> _Text segment_
== Segment start ==

Manasra's claims contradict his initial statements made to the authorities soon after his arrest, when he said that he and his cousin wanted to stab Jews in response to a perceived violation of the status quo on Temple Mount.

Last week, CCTV footage recently released by the Israel Police shows Ahmed Manasra, 13, and Hassan Manasra, his 15-year-old cousin, chasing a terrified Israeli man who they just stabbed in Jerusalem’s Pisgat Ze’ev neighborhood, before giving up and looking for a new victim.

The teenage terrorists can then be seen running with their knives still drawn toward a candy store that a Jewish boy exits to get on his bicycle.
Police footage of stabbing attack in Pisgat Ze'ev

Seconds later, Ahmed and his accomplice are seen stabbing him in the neck, critically wounding him.

After falling to the ground, the Jewish boy is kicked by one of his assailants, before the Palestinian teens flee the scene when a male store patron gives chase.

In a separate surveillance video, taken near the city’s light rail, Hassan is seen charging police with the knife still in his hand, before being shot and killed.

Ahmed was run down by a vehicle moments later.

A video recorded by an Israeli bystander shows the 13-year-old writhing in pain with his legs bent backwards, while bleeding from his head. The clip, which has been viewed nearly 3 million times, also shows an unidentified man cursing the child for attempting to kill the Jewish boy.

Within minutes, Ahmed Manasra was rushed to Hadassah University Medical Center in Jerusalem’s Ein Kerem, where he is presently in good condition.

However, during a speech on Palestinian television, Abbas claimed Manasra was “executed in cold blood” by “Jewish settlers.”

“We will not give up to the logic of brute force, policies of occupation and aggression practiced by the Israeli government and the herd of settlers who are engaged in terrorism against our people, our holy places, our homes, our trees and the execution of our children in cold blood, as they did with the child Ahmed Manasra and other children from Jerusalem,” he said.

Abbas' remarks prompted the Israeli government to release video and still photographs of Manasra lying in his hospital bed, refuting the Palestinian leader's claims. When it became apparent that the boy was alive, the Palestine Liberation Organization issued a redacted version of Abbas' speech, this time indicating that Manasra was "shot" rather than "executed."

== Segment end ==

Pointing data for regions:
== Segment start ==

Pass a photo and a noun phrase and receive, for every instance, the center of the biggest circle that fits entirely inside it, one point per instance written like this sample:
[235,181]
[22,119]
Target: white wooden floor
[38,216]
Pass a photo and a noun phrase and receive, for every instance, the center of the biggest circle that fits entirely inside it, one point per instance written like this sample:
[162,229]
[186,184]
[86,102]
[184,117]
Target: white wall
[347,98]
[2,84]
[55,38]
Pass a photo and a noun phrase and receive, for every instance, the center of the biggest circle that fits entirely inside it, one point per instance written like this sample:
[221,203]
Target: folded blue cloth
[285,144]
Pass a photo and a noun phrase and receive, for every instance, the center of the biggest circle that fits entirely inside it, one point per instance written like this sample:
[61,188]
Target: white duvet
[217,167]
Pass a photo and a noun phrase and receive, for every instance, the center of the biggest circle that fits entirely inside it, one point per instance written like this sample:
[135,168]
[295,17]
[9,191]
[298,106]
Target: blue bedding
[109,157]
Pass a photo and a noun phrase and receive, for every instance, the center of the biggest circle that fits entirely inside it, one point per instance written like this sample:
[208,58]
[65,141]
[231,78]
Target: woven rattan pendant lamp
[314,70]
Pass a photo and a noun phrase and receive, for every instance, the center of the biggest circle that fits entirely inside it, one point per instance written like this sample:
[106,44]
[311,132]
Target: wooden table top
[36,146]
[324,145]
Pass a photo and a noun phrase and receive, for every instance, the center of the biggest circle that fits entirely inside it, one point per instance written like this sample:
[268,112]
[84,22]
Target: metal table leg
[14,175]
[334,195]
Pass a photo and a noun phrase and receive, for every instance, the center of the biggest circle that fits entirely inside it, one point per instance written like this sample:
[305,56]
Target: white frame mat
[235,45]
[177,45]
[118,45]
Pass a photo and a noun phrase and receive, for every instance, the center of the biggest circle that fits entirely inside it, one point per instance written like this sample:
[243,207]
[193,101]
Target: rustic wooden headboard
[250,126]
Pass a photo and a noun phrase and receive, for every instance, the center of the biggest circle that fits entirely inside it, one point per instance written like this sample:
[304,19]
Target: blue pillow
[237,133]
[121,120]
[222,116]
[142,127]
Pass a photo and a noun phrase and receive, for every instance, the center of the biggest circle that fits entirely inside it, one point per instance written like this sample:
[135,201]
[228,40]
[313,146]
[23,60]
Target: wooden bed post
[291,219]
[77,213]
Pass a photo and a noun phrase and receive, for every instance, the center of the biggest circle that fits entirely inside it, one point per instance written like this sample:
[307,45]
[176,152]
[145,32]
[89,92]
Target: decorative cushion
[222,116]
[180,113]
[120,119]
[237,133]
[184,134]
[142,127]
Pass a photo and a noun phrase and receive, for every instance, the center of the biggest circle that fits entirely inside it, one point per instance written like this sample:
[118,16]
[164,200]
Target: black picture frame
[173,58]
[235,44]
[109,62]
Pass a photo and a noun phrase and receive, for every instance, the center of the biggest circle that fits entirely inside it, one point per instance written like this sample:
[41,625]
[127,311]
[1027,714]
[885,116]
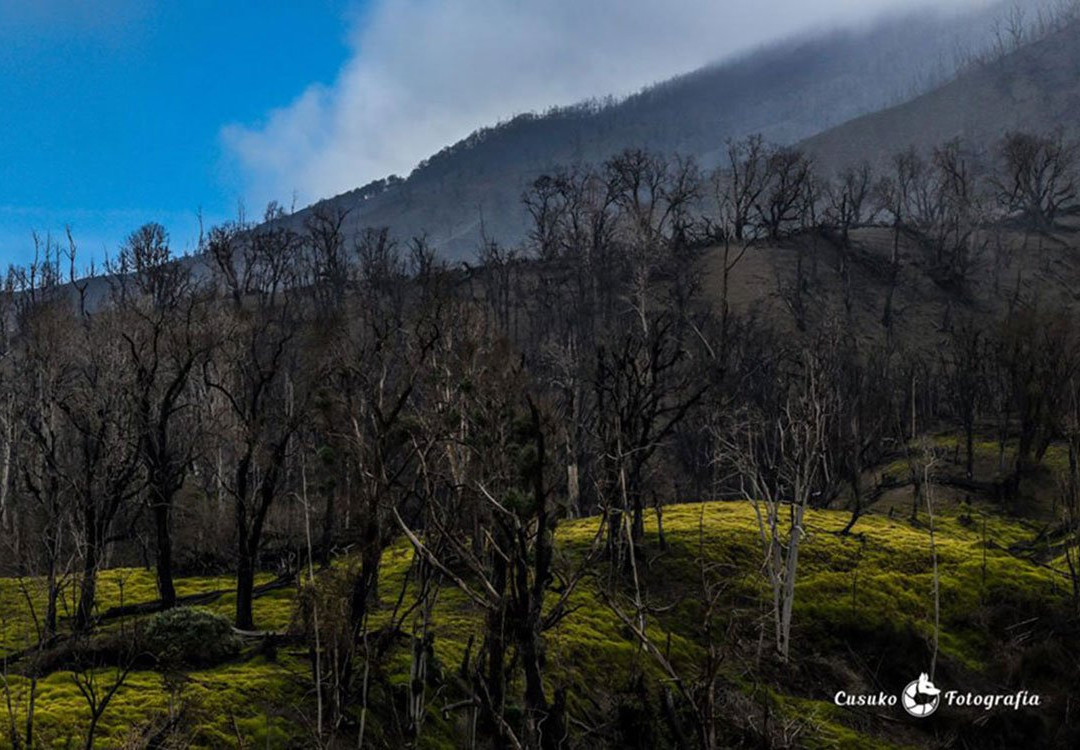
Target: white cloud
[424,74]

== Segment end ==

> _Work to be completed_
According to the report on the Pisgat Ze'ev stabbing, to which hospital was Ahmed Manasra rushed? The records have nothing to do with the text.

> _Response to this exercise_
Hadassah University Medical Center in Jerusalem's Ein Kerem.